Mileposts on the Leeds and Liverpool Canal

The Act of Parliament permitting the construction of a 127-mile canal that would go all the way between Leeds and Liverpool was passed in 1770, and the first stretch of canal linking Skipton to Bingley was opened in 1773.  The canal was gradually extended over the next 43 years until the final section, the Wigan flight, was opened on the 22 October 1816 and Leeds and Liverpool were finally linked.

Milepost at the start of the canal

The canal was originally marked with stone mileposts, though these only extended from Leeds to Johnson’s Hillock at Chorley, and from Aspull near Wigan Top Lock to Liverpool (the length in between actually being the Lancaster Canal). One or two of these survive, though with no surviving markings, in the Wigan area.

##############################

# What is expected:
Can you copy the Leeds and Liverpool Canal mileposts text in full, word for word?

##############################

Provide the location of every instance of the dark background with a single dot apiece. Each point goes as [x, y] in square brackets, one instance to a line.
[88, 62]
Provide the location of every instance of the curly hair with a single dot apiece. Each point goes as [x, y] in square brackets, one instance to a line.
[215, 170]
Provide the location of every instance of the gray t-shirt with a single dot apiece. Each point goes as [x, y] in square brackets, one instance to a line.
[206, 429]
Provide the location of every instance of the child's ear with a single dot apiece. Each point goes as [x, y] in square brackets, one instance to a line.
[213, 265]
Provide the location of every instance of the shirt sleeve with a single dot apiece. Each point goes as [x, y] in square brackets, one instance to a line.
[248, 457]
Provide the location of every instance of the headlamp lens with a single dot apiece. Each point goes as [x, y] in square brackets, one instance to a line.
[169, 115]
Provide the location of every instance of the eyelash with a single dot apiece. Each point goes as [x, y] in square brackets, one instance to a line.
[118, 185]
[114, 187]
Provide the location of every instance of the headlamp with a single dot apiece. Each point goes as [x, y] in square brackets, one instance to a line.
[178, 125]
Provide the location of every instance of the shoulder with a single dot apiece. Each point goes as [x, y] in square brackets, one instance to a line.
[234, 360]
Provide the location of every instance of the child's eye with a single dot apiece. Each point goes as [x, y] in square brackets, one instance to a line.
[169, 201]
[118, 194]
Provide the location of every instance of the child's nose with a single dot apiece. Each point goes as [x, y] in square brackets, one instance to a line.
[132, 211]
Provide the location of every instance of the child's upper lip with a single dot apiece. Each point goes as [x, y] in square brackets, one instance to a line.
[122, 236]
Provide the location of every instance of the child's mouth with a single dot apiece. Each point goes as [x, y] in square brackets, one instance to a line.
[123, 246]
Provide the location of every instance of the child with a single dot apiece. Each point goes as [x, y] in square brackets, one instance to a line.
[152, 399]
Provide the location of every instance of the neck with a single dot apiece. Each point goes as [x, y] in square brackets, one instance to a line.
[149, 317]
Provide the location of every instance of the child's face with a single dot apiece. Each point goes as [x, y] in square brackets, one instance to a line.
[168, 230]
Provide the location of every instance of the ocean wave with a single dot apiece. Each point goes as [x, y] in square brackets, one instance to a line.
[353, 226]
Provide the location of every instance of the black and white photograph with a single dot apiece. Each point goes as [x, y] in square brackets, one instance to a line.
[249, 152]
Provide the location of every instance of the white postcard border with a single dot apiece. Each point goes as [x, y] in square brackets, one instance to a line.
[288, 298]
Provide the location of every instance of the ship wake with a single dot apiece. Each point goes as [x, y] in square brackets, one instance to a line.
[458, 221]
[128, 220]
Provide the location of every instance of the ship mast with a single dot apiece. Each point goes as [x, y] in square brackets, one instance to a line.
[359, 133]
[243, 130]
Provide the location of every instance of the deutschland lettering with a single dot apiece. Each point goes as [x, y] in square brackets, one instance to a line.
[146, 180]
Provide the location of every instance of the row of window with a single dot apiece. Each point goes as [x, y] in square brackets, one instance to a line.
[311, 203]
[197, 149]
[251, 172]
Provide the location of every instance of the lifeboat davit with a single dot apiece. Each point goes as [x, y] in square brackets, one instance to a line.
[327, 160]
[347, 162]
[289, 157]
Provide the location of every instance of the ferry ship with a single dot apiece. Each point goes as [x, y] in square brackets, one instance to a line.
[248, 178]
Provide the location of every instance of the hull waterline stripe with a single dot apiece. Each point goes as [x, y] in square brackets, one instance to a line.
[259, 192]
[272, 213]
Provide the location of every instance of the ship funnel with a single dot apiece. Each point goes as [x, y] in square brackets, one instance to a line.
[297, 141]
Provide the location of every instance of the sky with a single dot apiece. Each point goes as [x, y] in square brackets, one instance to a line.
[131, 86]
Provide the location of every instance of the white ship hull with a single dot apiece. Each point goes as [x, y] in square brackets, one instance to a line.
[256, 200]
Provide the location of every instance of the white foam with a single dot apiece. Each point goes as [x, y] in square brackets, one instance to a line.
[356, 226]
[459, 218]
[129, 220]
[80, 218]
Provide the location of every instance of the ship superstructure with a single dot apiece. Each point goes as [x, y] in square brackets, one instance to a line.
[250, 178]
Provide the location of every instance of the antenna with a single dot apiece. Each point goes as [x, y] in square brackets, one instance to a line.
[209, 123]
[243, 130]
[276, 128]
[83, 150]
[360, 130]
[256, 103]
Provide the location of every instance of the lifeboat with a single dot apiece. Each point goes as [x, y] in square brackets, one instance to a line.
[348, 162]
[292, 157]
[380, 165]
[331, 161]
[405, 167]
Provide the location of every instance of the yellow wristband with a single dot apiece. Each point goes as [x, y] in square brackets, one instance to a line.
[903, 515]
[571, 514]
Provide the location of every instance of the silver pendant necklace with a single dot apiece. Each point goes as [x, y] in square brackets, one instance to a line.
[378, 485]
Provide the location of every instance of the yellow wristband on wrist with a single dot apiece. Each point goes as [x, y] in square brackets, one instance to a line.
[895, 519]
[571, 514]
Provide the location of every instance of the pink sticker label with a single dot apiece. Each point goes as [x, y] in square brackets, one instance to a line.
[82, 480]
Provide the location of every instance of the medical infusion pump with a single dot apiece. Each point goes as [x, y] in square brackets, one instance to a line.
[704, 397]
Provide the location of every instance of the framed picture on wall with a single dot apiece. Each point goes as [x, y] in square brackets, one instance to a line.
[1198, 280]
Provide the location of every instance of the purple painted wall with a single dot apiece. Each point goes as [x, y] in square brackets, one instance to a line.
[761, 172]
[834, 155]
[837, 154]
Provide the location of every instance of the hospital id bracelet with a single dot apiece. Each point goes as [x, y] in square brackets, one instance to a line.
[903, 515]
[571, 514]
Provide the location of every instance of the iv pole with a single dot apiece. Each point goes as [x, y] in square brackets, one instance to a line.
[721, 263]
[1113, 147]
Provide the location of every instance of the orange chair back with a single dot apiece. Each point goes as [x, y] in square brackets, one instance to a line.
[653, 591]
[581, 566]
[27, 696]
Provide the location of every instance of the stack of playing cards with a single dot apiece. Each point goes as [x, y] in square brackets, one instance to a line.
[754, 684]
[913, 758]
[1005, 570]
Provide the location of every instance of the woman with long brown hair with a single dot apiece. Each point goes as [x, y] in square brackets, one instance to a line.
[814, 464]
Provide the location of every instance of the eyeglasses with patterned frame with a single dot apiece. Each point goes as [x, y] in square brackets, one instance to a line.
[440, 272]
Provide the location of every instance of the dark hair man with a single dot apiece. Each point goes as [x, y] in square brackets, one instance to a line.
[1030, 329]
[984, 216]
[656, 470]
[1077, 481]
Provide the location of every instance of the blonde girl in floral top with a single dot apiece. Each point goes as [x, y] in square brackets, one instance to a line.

##############################

# Task result:
Mileposts on the Leeds and Liverpool Canal

The Act of Parliament permitting the construction of a 127-mile canal that would go all the way between Leeds and Liverpool was passed in 1770, and the first stretch of canal linking Skipton to Bingley was opened in 1773.  The canal was gradually extended over the next 43 years until the final section, the Wigan flight, was opened on the 22 October 1816 and Leeds and Liverpool were finally linked.

Milepost at the start of the canal

The canal was originally marked with stone mileposts, though these only extended from Leeds to Johnson’s Hillock at Chorley, and from Aspull near Wigan Top Lock to Liverpool (the length in between actually being the Lancaster Canal). One or two of these survive, though with no surviving markings, in the Wigan area.